** Document segment follows **

Boston Post Cane Passes On

If you are like me you spent a good deal of time outside in the past week clearing away winter’s debris and setting up for your flower and vegetable gardens. Doesn’t it feel good? I expect many more folks will be growing vegetables this year with everything that has happened. Every cloud has a silver lining and the cloud of the past few months has a silver lining of resetting our thinking about our habits and our priorities. Plus getting your hands dirty is always therapeutic.

Southwest Harbor recently had one of those “moments in time” when Elizabeth King passed away at the age of 103. Wife to one long-serving Southwest Harbor selectman and mother to another, Elizabeth personified the hardworking, straight-talking, warm-hearted person that characterizes people in Southwest Harbor. As I mentioned when her husband Stanwood King passed away several years ago, Elizabeth and Stanwood were very close friends of my uncle and aunt Lawrence and Maud Phillips. In the fall, after Elizabeth and Stanwood had closed the Hotel Dirigo for the season and Lawrence and Maud had closed the Claremont for the season, they would go for a long roadtrip Downeast and to the Maritimes to unwind. I think it is hard for folks who didn’t live in Southwest Harbor during those years to understand the way both couples ran their seasonal businesses. They were innkeepers in the purest sense, meaning that whatever needed to be done, they did, and many times worked right beside their employees when things were busy. They also treated their guests with warm professionalism that brought many of them back year and year.

Now for the “moment in time.” Elizabeth was the currently keeper of the Boston Post Cane (actually a replica, the original is in a display case at the town office) as the oldest resident of Southwest Harbor. A page is turned, the cane will go to the next oldest resident, and life goes on. We miss Elizabeth for all that she has done in her quiet way behind the scenes as part of Southwest Harbor history, but mostly we miss Elizabeth for being the person she was and that will stay in our hearts. Our hearts go out to daughter-in-law Betty King, granddaughter Leslie Lee King Watson, grandson Storey King, their spouses, and Elizabeth’s great-grandchildren. Memorial donations may be made to Island Connections, 15 Eagle Lake Road, Bar Harbor ME 04609; Meals For Me, P.O. Box 28, Bar Harbor ME 04609; or Hancock County Home Care & Hospice, P.O. Box 156, Blue Hill ME 04614.

Patty Pinkham sent me word of the passing of her aunt, Nina Turner. I agree with Patty’s sentiment that Nina was a special woman and lots of people will miss her. Here is what Patty wrote about her aunt: “Nina Turner passed away on Monday morning, April 20, at Sonogee. Nina was the last of Enoch Stanley’s family. She was very proud of her childhood years on Great Cranberry Island, and told many stories! She served in the Army during World War II, then married and raised her family in Sedalia, Mo. About 10 years ago, after losing her husband, she returned to Maine and shared a place with her sister Mae. They enjoyed many years of drives, arguments, laughter, and companionship. Nina especially enjoyed the folks at Norwood Cove Apartments, breakfast at Kozy Kove, and drives by the ocean.” Thanks, Patty. I met your aunt at Norwood Cove when another great lady, Nancy Dunbar Bulger, moved there after selling her home in Manset. There are a lot of people in Southwest Harbor, Cranberry Isles, and Tremont who have a special place in their hearts for dear Nina.

** End of Document segment **
** Supplied information follows **

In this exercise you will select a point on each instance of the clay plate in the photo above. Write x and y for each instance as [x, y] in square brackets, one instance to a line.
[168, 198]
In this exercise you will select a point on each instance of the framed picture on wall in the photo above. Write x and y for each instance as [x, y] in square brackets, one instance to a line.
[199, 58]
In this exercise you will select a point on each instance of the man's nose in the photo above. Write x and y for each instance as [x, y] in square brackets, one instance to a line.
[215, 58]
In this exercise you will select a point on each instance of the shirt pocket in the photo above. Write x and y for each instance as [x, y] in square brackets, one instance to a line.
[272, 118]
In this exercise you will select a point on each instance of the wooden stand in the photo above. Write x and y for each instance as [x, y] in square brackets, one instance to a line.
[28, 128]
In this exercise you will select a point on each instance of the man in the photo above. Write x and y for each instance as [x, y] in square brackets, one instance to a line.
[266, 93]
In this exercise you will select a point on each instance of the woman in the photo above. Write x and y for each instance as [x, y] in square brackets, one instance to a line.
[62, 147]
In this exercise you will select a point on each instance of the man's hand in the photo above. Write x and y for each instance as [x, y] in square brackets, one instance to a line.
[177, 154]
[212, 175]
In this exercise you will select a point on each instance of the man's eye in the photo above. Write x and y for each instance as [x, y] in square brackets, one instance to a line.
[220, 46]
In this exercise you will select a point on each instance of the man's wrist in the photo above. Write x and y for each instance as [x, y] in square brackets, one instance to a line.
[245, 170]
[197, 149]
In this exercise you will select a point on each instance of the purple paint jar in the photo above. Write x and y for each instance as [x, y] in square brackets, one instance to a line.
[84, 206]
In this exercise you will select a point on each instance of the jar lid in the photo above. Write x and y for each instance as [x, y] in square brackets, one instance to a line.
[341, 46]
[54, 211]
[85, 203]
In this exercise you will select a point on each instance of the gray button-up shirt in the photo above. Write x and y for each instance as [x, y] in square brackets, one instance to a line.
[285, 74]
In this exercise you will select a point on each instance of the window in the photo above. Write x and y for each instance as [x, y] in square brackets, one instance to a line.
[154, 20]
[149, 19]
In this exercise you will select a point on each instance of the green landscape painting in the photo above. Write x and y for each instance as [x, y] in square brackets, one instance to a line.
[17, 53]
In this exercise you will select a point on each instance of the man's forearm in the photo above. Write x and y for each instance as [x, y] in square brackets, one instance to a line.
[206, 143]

** End of Supplied information **
** Supplied information follows **

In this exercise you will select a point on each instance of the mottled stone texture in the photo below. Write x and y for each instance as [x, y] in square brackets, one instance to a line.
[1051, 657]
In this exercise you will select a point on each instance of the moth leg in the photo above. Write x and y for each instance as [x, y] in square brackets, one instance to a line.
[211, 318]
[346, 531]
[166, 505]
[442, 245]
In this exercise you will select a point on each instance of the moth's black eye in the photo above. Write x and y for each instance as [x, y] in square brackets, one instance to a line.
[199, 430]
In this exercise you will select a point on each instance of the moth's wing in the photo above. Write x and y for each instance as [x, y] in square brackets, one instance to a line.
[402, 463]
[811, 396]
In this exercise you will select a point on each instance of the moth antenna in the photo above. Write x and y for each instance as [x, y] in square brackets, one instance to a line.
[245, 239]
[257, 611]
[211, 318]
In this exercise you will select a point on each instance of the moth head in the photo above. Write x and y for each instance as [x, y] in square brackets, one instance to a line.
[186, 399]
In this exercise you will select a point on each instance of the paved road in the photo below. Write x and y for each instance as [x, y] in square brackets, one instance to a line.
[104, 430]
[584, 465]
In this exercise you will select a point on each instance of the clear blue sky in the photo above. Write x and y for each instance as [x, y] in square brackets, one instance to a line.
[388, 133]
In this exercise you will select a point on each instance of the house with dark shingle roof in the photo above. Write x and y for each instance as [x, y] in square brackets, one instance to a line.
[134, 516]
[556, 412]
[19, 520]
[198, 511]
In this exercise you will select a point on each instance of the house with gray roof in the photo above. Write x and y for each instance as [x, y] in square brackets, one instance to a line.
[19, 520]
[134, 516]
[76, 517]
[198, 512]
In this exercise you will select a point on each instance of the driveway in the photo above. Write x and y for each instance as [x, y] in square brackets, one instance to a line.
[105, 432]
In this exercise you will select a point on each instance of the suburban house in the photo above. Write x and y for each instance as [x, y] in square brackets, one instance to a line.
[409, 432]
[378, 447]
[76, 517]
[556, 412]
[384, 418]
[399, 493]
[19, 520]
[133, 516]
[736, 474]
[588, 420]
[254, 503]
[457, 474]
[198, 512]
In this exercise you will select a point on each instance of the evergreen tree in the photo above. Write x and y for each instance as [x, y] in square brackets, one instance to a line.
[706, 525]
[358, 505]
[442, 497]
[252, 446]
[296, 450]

** End of Supplied information **
** Supplied information follows **

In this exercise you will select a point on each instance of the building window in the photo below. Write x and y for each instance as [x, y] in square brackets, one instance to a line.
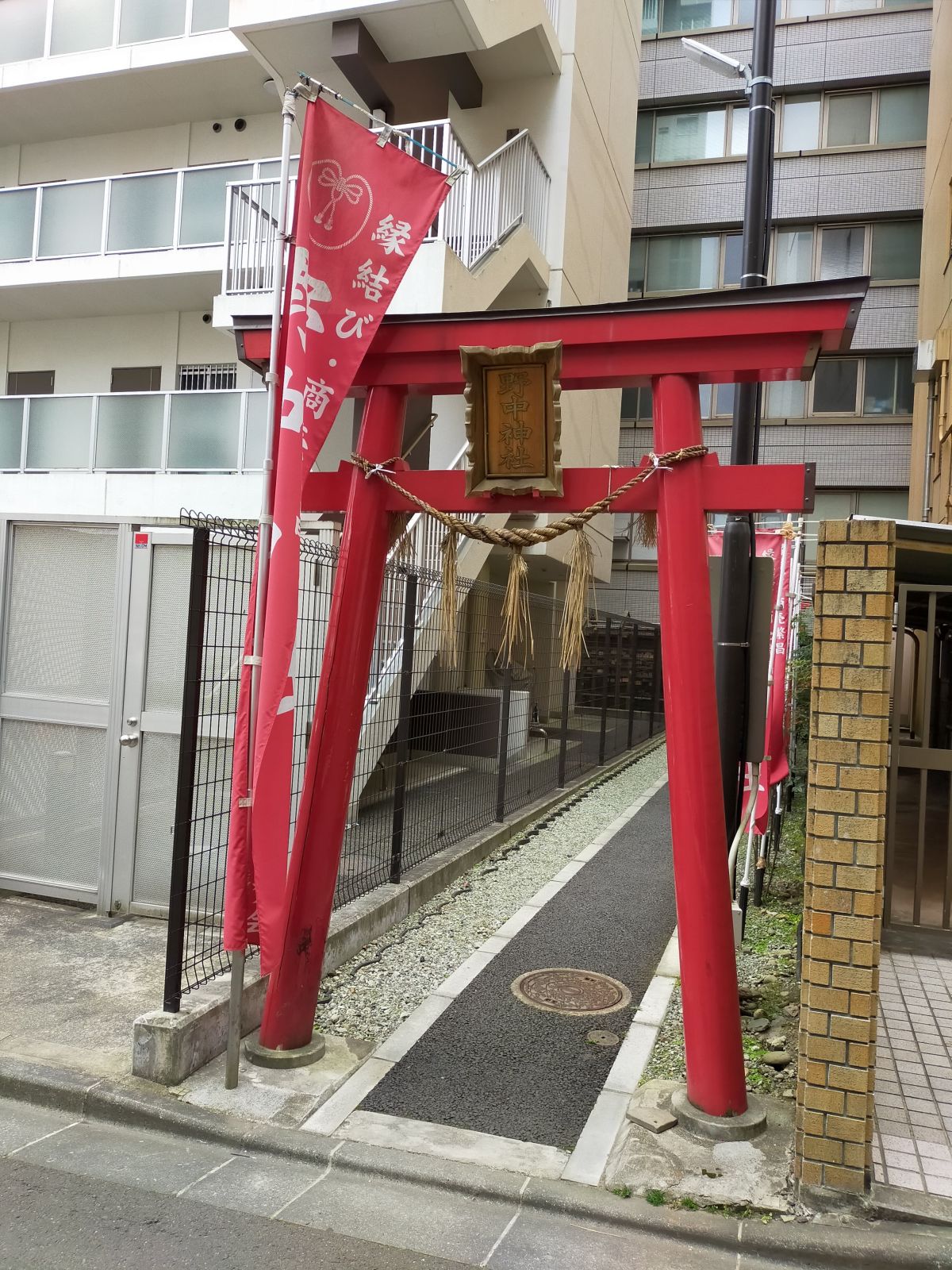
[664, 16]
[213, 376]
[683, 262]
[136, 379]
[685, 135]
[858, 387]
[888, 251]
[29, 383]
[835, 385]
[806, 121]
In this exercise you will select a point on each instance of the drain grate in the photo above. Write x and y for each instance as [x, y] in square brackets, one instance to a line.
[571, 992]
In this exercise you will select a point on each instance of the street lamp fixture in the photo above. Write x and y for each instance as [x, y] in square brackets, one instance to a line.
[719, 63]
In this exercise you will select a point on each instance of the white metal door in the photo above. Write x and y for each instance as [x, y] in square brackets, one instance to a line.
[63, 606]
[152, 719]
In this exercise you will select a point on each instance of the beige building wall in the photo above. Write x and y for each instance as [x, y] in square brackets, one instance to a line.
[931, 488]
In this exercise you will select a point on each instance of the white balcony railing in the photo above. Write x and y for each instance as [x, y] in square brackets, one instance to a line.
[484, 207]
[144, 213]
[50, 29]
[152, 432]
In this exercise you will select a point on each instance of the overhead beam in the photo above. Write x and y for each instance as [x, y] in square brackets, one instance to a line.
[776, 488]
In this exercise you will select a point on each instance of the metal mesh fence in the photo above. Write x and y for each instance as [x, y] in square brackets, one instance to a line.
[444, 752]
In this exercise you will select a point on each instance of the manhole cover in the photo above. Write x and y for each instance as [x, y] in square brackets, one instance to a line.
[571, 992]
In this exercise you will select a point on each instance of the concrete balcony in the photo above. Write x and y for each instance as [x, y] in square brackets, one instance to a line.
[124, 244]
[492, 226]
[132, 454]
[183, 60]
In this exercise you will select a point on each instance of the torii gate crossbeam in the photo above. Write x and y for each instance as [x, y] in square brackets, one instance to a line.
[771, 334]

** End of Supplied information **

> What you need to do:
1 – In the text about the Boston Post Cane, where is the original cane kept?
2 – List every organization that the text about the Boston Post Cane names for memorial donations in Elizabeth King's memory.

> Results for each task:
1 – In a display case at the town office.

2 – Island Connections; Meals For Me; Hancock County Home Care & Hospice